- **Exercise description**: Copy each entry below exactly as it reads.

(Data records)
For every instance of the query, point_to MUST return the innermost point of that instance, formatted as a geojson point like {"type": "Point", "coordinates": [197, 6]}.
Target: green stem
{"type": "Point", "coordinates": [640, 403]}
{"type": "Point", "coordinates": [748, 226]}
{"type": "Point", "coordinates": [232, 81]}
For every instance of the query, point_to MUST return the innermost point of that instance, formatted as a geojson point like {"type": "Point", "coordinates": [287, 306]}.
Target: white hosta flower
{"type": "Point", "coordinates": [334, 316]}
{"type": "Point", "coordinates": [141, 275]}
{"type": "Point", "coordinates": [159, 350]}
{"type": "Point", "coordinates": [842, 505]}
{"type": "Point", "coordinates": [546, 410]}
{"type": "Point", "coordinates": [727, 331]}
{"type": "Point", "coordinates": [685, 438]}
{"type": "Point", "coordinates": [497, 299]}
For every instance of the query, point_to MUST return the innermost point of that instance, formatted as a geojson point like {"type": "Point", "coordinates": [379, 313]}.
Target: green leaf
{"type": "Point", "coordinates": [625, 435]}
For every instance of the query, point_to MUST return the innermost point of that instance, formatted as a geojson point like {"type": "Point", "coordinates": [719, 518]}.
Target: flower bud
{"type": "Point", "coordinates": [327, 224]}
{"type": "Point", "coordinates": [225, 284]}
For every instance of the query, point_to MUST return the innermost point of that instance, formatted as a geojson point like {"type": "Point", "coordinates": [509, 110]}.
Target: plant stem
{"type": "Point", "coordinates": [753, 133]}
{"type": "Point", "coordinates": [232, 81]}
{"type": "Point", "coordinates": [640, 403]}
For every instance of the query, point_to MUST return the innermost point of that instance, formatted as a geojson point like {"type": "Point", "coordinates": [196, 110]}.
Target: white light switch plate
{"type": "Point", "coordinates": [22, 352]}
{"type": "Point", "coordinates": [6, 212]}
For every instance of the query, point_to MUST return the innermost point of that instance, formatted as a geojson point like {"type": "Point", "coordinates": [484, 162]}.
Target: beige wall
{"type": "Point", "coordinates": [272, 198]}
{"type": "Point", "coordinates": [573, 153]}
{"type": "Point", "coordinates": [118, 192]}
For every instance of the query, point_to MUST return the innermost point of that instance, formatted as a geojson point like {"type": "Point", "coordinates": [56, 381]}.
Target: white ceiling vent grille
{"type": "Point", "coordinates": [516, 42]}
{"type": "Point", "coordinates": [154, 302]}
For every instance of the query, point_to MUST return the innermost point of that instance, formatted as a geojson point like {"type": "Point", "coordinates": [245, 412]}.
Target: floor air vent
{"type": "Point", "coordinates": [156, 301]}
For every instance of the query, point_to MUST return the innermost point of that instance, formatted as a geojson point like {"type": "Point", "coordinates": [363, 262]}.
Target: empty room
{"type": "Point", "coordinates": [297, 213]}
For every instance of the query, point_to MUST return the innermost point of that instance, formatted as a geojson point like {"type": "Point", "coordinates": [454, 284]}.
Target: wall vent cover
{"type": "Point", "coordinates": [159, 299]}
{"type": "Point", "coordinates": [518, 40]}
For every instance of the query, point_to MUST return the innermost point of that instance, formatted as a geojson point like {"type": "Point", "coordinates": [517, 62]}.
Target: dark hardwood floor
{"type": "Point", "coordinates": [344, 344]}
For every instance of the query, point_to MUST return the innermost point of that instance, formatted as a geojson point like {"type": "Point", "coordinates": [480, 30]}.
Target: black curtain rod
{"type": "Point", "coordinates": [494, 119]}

- **Exercise response**:
For every instance of the query, point_to MUST return the innermost point of that instance, formatted as a geojson point like {"type": "Point", "coordinates": [197, 6]}.
Target: green stem
{"type": "Point", "coordinates": [640, 403]}
{"type": "Point", "coordinates": [748, 226]}
{"type": "Point", "coordinates": [232, 81]}
For every instance of the query, point_to MUST return the innermost point of that instance, formatted as a geojson point like {"type": "Point", "coordinates": [287, 306]}.
Target: white hosta flower
{"type": "Point", "coordinates": [334, 316]}
{"type": "Point", "coordinates": [141, 275]}
{"type": "Point", "coordinates": [159, 350]}
{"type": "Point", "coordinates": [842, 505]}
{"type": "Point", "coordinates": [546, 410]}
{"type": "Point", "coordinates": [727, 331]}
{"type": "Point", "coordinates": [685, 438]}
{"type": "Point", "coordinates": [497, 299]}
For every instance of the query, point_to MUST return the innermost point of that instance, formatted as a geojson point like {"type": "Point", "coordinates": [379, 313]}.
Target: green leaf
{"type": "Point", "coordinates": [625, 435]}
For every instance of the query, point_to MUST return the innermost point of that instance, formatted as a geojson point like {"type": "Point", "coordinates": [719, 518]}.
Target: flower bud
{"type": "Point", "coordinates": [327, 224]}
{"type": "Point", "coordinates": [225, 284]}
For every instance of the query, point_to MUST return the innermost point of that instance, formatted as a geojson point like {"type": "Point", "coordinates": [509, 110]}.
Target: plant stem
{"type": "Point", "coordinates": [753, 133]}
{"type": "Point", "coordinates": [232, 81]}
{"type": "Point", "coordinates": [640, 403]}
For every instance of the query, point_to MUST return the innermost point of that instance, formatted as a geojson point like {"type": "Point", "coordinates": [196, 110]}.
Target: white light switch plate
{"type": "Point", "coordinates": [22, 352]}
{"type": "Point", "coordinates": [6, 212]}
For every instance of the query, point_to MUST return the innermost point of that instance, formatted as a geojson point like {"type": "Point", "coordinates": [484, 162]}.
Target: beige wall
{"type": "Point", "coordinates": [272, 198]}
{"type": "Point", "coordinates": [573, 153]}
{"type": "Point", "coordinates": [118, 192]}
For every instance of the query, point_to MUST return the innermost point of that instance, formatted as a geojson point like {"type": "Point", "coordinates": [56, 381]}.
Target: white ceiling vent grille
{"type": "Point", "coordinates": [516, 42]}
{"type": "Point", "coordinates": [154, 302]}
For every instance of the query, point_to MUST return the innermost point of that instance, formatted as a geojson point like {"type": "Point", "coordinates": [245, 412]}.
Target: floor air vent
{"type": "Point", "coordinates": [156, 301]}
For every instance of the query, point_to MUST return the innermost point of that instance, formatted as a geojson point like {"type": "Point", "coordinates": [363, 262]}.
Target: empty room
{"type": "Point", "coordinates": [297, 213]}
For every instance of the query, point_to MUST return the innermost point of that instance, formatted as a geojson point like {"type": "Point", "coordinates": [454, 284]}.
Target: wall vent cover
{"type": "Point", "coordinates": [159, 299]}
{"type": "Point", "coordinates": [518, 40]}
For every instance of the query, point_to MUST return the innermost point of that instance, formatted as a geojson point like {"type": "Point", "coordinates": [517, 62]}.
Target: dark hardwood floor
{"type": "Point", "coordinates": [344, 344]}
For every instance of the query, point_to MUST return the innermost point of that instance, formatted as a geojson point like {"type": "Point", "coordinates": [480, 30]}.
Target: black curtain rod
{"type": "Point", "coordinates": [494, 119]}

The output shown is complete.